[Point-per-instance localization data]

* * *

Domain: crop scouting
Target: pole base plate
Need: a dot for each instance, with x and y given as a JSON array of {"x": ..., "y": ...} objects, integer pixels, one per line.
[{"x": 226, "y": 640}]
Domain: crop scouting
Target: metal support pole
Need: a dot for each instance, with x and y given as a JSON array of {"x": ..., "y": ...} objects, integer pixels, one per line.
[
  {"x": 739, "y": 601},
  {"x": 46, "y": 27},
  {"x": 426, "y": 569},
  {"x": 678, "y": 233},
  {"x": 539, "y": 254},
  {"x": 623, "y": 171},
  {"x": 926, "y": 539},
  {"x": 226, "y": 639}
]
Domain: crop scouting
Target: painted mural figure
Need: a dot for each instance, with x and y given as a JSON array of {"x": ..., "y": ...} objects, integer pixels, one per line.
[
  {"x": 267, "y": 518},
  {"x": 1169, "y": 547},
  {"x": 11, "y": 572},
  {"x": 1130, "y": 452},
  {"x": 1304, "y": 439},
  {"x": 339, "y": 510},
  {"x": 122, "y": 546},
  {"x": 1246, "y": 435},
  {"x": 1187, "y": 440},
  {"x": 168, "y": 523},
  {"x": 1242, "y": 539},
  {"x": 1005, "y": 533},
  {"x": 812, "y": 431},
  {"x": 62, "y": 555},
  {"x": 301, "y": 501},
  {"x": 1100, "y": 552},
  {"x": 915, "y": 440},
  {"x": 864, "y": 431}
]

* * *

Description of the task - The lines from the top of the data above down to the line containing "Target: painted mural figure" are to be copied exactly; no other line should appear.

Problem solution -
Domain: crop scouting
Target: pole base plate
Need: a dot for each instance, with x and y given as a JSON array of {"x": ..., "y": ...} objects, integer pixels, one per line.
[{"x": 226, "y": 640}]
Domain: crop scouting
Target: metal support pole
Need: a dot for each instance, with x and y given as a JSON array of {"x": ..., "y": ...} objects, integer pixels, one per line.
[
  {"x": 739, "y": 601},
  {"x": 46, "y": 27},
  {"x": 426, "y": 569},
  {"x": 678, "y": 233},
  {"x": 539, "y": 254},
  {"x": 623, "y": 171},
  {"x": 926, "y": 539},
  {"x": 226, "y": 639}
]
Domain: crop scouting
Target: painted mural figure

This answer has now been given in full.